### Passage to read
_ _ _ _
The Importance of Prioritizing

Family, Perspectives

Pastoring is tough business. How, as a pastor, do you keep the Lord happy, your spouse happy, your kids happy, and your congregation happy (and if you’re part of a denomination, headquarters happy)—all while making sure you’re healthy and happy too?

Well, that’s the riddle, isn’t it?

As a 50-plus pastor’s daughter (and niece and cousin and sister-in-law), I’ve known many pastors and evangelists and their families through the years. Some of these ministers—male and female both—have had happy, healthy, well-adjusted families. The children are loved and nurtured, and they grow up to serve God, many of them following in their parents’ footsteps—into ministry. These pastors’ marriages are strong, and the love between husband and wife is apparent, in and out of the church.

But other preachers I’ve known have had great ministries but totally messed-up families. How on earth do you get it right?

It comes down to priorities.

I once heard a pastor say that ministry comes first, before family. I disagree. God comes first, yes. Absolutely. But God and ministry aren’t the same thing.

This particular pastor’s family was a real mess. One child had gone absolutely wild. Another developed a substance abuse problem that she never kicked. One just moved away, as far as she could get from her family. The children’s lives became lives of anger and resentment and alcohol and divorce. The pastor himself had a loveless marriage. The church, you see, was his priority. The wife in this marriage felt like an accessory.

A good example of a minister whose family was a mess was Eli, the high priest of Shiloh. Nothing in Scripture suggests that he was bad at his own job, but his “family affairs” were out of order. He had sons he couldn’t control, and the bad thing is, they, too, were in ministry. According to 1 Samuel 2, these boys bullied the congregation and slept around—and Eli didn’t stop them. Oh, he wagged his finger at them—“Why do you do such things?”—but he failed to take any decisive corrective action. One wonders if he ever had. Perhaps he had spent so much time ministering to God’s people that he had overlooked his number one “congregation”: his own family. As a result, his sons didn’t respect him, and they paid no attention to him at all when he tried to counsel them. The Message says that “they were far gone in disobedience and refused to listen to a thing their father said” (v. 25). You’ve probably seen that more than once: an “on-fire-for-God” preacher whose own children can only be described as hellions.

No pastor is perfect, and kids—even pastors’ kids—will make choices with which their parents don’t agree, but when all of a preacher’s kids are out of control, it gives one pause.

I’m thinking of another pastoral family. The pastor’s marriage is an inspiration to all who observe it. The children are adults now, and they all love the Lord today. One is a pastor; another, a minister of music.

Another pastoral family I know is equally exemplary. This man was warm and loving, and his wife a model Christian woman who adored him. The children had a loving home and were not forgotten while the pastor did “his thing.” Though he faithfully served the church for years, he found time to wrestle with his kids, take vacations with them, love their mother, and teach them practical things, like how to plant tomatoes and how to use a hammer and even how to sew. That man has gone on to be with the Lord, but his children adore him today and are following in his footsteps as pastors and Bible teachers.
_ _ _ _
### Task instructions
1. For the passage on pastors' priorities, say whether each statement agrees with it. Answer yes or no and quote the deciding words. (a) The writer agrees that ministry should come before family. (b) Eli's sons also served in ministry. (c) The warm, loving pastor who taught his children to plant tomatoes is still alive.
2. Return the part of the passage on pastors' priorities from "Family, Perspectives" to "of the church.", copied word for word.

[Referring expression data]
_ _ _ _
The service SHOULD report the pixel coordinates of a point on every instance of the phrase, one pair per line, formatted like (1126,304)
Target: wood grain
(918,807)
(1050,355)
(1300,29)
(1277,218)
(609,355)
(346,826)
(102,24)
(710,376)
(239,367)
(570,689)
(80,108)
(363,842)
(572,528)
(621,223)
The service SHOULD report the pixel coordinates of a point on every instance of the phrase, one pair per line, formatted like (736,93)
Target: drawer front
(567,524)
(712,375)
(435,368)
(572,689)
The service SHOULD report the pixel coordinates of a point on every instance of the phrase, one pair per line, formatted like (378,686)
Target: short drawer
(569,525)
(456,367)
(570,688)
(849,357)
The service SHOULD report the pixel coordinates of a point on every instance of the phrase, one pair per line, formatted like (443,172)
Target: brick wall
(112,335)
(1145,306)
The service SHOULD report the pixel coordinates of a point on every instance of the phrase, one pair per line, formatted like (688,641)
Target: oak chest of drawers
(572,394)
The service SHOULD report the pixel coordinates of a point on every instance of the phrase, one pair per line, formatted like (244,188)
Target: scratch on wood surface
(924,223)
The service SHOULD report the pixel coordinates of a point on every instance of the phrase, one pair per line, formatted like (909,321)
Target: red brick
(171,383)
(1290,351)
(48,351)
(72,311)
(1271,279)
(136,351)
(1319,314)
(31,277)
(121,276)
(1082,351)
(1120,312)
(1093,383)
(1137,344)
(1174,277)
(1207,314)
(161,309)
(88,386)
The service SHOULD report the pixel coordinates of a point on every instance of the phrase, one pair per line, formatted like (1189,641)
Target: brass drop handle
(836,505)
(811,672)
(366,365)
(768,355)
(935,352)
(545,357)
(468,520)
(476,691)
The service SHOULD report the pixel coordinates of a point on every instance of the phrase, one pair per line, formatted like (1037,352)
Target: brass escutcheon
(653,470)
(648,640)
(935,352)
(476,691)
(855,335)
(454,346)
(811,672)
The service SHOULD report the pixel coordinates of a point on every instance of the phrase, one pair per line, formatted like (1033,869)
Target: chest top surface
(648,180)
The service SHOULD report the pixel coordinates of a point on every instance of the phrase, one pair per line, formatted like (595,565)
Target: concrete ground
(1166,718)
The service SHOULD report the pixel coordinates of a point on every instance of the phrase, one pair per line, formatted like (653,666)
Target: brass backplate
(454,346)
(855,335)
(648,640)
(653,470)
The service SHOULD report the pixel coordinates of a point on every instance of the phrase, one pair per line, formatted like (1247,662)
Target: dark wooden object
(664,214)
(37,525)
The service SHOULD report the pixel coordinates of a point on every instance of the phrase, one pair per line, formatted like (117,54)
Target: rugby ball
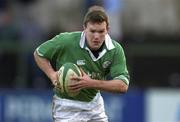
(65,72)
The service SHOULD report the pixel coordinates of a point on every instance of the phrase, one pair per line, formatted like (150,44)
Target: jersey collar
(108,41)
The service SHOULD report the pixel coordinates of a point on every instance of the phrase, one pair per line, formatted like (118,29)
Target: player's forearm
(44,65)
(111,86)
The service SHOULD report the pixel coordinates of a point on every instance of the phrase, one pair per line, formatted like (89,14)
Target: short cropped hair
(96,14)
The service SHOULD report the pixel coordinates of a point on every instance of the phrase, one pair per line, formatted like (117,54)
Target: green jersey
(71,47)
_ _ _ _
### Written responses
1.
(a) No: "I once heard a pastor say that ministry comes first, before family. I disagree."
(b) Yes: "He had sons he couldn’t control, and the bad thing is, they, too, were in ministry."
(c) No: "That man has gone on to be with the Lord"

2.
Family, Perspectives

Pastoring is tough business. How, as a pastor, do you keep the Lord happy, your spouse happy, your kids happy, and your congregation happy (and if you’re part of a denomination, headquarters happy)—all while making sure you’re healthy and happy too?

Well, that’s the riddle, isn’t it?

As a 50-plus pastor’s daughter (and niece and cousin and sister-in-law), I’ve known many pastors and evangelists and their families through the years. Some of these ministers—male and female both—have had happy, healthy, well-adjusted families. The children are loved and nurtured, and they grow up to serve God, many of them following in their parents’ footsteps—into ministry. These pastors’ marriages are strong, and the love between husband and wife is apparent, in and out of the church.